→ **Selected text**
-*-*-

Photograph by NASA/Dimitri Gerondidakis
Read Caption
NASA astronaut Steve Swanson activates the Veggie plant growth system in the Columbus module on the International Space Station.
Photograph by NASA/Dimitri Gerondidakis

The Locavore Astronaut: Developing Food in Space

Back in April, I wrote about NASA’s $125,000 grant to develop a 3-D food printer that dishes out food-as-we-know-it substitutes for long-term space missions and—perhaps—the first permanent residents of Mars. If you think this makes me sound like I’m from Mars, read it on their website.

The launch of Mars One is predicted by 2025, although the movie Gravity might do for space travel’s popularity what Titanic’s blockbuster year did for cruises.

-*-*-

→ **Stored records**
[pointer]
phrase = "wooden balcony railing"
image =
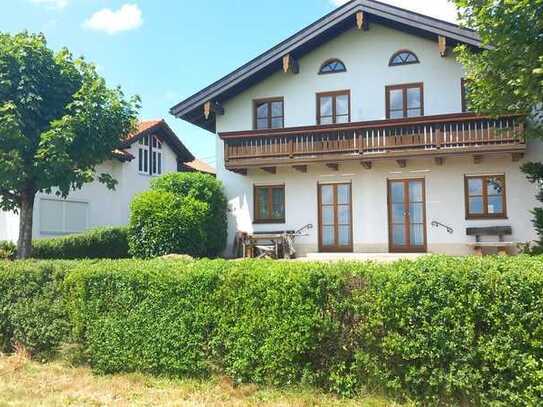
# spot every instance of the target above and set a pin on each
(433, 135)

-*-*-

→ **Problems**
**A.** In the space food article, how much was NASA's grant to develop a 3-D food printer?
**B.** Quote the space food article from "The Locavore Astronaut: Developing" up to and including "did for cruises.".

→ **Answers below**
**A.** $125,000

**B.**
The Locavore Astronaut: Developing Food in Space

Back in April, I wrote about NASA’s $125,000 grant to develop a 3-D food printer that dishes out food-as-we-know-it substitutes for long-term space missions and—perhaps—the first permanent residents of Mars. If you think this makes me sound like I’m from Mars, read it on their website.

The launch of Mars One is predicted by 2025, although the movie Gravity might do for space travel’s popularity what Titanic’s blockbuster year did for cruises.